» **Selected excerpt**:
▶

The Top 5 Misconceptions about the Alliance’s Position on the Greyhound Station

As we go to press, the Tucson City Council is likely considering options for the temporary location of the Greyhound Bus Station, and may affirm the adopted plan to permanently locate it northwest of the Depot, at 6th Avenue and Toole. In that event, there remain significant questions about the design of a facility at that location, and how it will function with the Barraza-Aviation Parkway, two-way traffic on 6th Avenue, and other issues.

The controversy over where the Greyhound should be located has spawned rumors, innuendo, and myth, much of it based on assumptions about the motives of members of our organization, which has been outspoken with the position that the station should be located somewhere other than in the heart of the commercial district. The following is my attempt to address the main misconceptions that I have heard concerning our position.

Misconception #1: We are trying to “sanitize” Downtown, to displace urban diversity and replace it with suburban homogeneity.

We are trying to develop a Downtown with very urban character, one that is diverse, interesting, attractive, appealing and welcoming to everyone who lives in or visits Tucson, regardless of their socioeconomic status or background. To get to that point where Downtown truly serves and appeals to a broad cross-section of our community, we need to make strategic decisions that foster commercial and residential infill. Our vision is to create an urban destination that will attract locals and out-of-town visitors.

To develop true diversity in our Downtown, we must complement the “edgy” with the “mainstream”, the “classy” with the “funky”. Such juxtapositions are possible in dense, compact urban areas. They are less likely to be sustainable in areas that don’t function economically or have little actual activity.

If we wanted to create a suburban-type area, it would be much easier to do so in the suburbs!

Misconception #2: Our position is really just held by a small group of recent investors who want to change the rules.

◀

» **Task set**:
1) Decide whether each statement agrees with the article about the Greyhound station, and support each yes or no with the deciding words quoted from it. (a) The adopted plan would permanently place the station northwest of the Depot, at 6th Avenue and Toole. (b) The organization wants the station in the heart of the commercial district. (c) The writer says a suburban-type area would be easier to create in the suburbs.
2) In the article about the Greyhound station, the sentence beginning "We are trying to develop a Downtown" describes the Downtown with a list of qualities after the words "one that is." Name every quality in that list.
3) According to the article about the Greyhound station, which body is likely considering options for the station's temporary location?
Base each answer only on the article about the Greyhound station.

Pointing records
▶

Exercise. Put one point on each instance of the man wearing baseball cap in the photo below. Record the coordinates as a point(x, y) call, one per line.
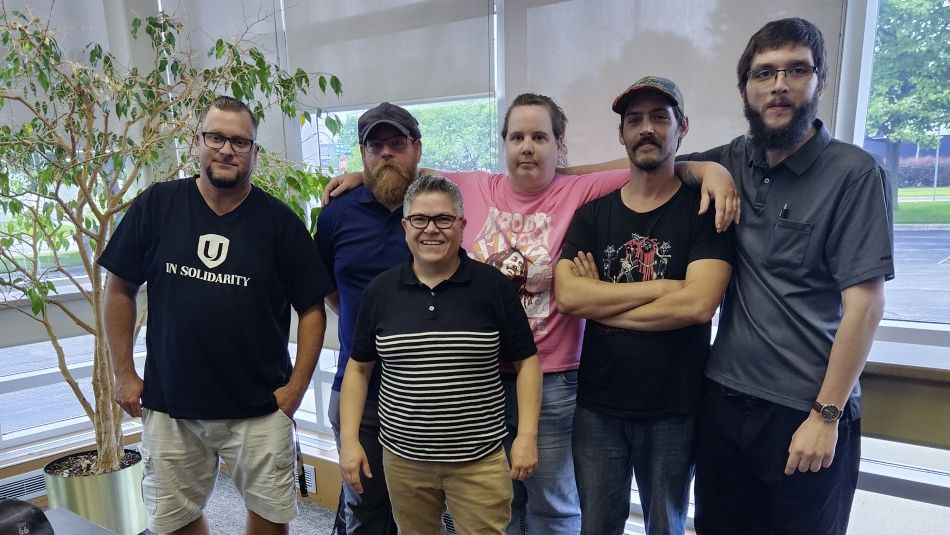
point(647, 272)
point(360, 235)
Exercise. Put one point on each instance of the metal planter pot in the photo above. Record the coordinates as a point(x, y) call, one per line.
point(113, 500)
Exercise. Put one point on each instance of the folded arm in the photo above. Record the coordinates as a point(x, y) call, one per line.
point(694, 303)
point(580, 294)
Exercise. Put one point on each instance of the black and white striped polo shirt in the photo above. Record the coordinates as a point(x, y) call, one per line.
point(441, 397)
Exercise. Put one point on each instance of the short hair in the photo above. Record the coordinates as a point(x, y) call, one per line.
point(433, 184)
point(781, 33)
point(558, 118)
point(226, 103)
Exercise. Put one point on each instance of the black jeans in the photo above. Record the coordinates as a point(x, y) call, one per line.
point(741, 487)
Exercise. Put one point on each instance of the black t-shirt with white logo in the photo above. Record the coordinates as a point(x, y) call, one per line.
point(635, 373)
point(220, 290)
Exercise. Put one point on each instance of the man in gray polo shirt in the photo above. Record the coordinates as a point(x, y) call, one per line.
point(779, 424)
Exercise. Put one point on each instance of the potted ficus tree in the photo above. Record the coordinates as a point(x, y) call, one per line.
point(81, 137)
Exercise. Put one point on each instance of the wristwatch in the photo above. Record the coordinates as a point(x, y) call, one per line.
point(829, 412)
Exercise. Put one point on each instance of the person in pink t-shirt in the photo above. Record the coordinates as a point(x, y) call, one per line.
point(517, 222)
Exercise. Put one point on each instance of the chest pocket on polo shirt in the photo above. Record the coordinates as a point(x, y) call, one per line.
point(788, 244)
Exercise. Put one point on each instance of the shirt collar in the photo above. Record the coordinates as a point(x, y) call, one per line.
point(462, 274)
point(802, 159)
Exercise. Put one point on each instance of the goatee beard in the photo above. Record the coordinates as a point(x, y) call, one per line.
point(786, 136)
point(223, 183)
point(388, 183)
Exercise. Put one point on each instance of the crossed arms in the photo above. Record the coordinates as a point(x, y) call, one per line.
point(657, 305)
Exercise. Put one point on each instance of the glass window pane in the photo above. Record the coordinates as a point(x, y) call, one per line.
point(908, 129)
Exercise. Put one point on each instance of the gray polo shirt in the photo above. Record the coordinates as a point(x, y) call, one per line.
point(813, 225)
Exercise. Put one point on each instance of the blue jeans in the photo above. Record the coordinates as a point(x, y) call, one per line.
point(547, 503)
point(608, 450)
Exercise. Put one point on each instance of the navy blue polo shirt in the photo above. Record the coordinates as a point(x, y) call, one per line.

◀

» **Answers provided**:
1)
(a) Yes: "may affirm the adopted plan to permanently locate it northwest of the Depot, at 6th Avenue and Toole."
(b) No: "the station should be located somewhere other than in the heart of the commercial district."
(c) Yes: "If we wanted to create a suburban-type area, it would be much easier to do so in the suburbs!"

2) Diverse, interesting, attractive, appealing, and welcoming.

3) The Tucson City Council.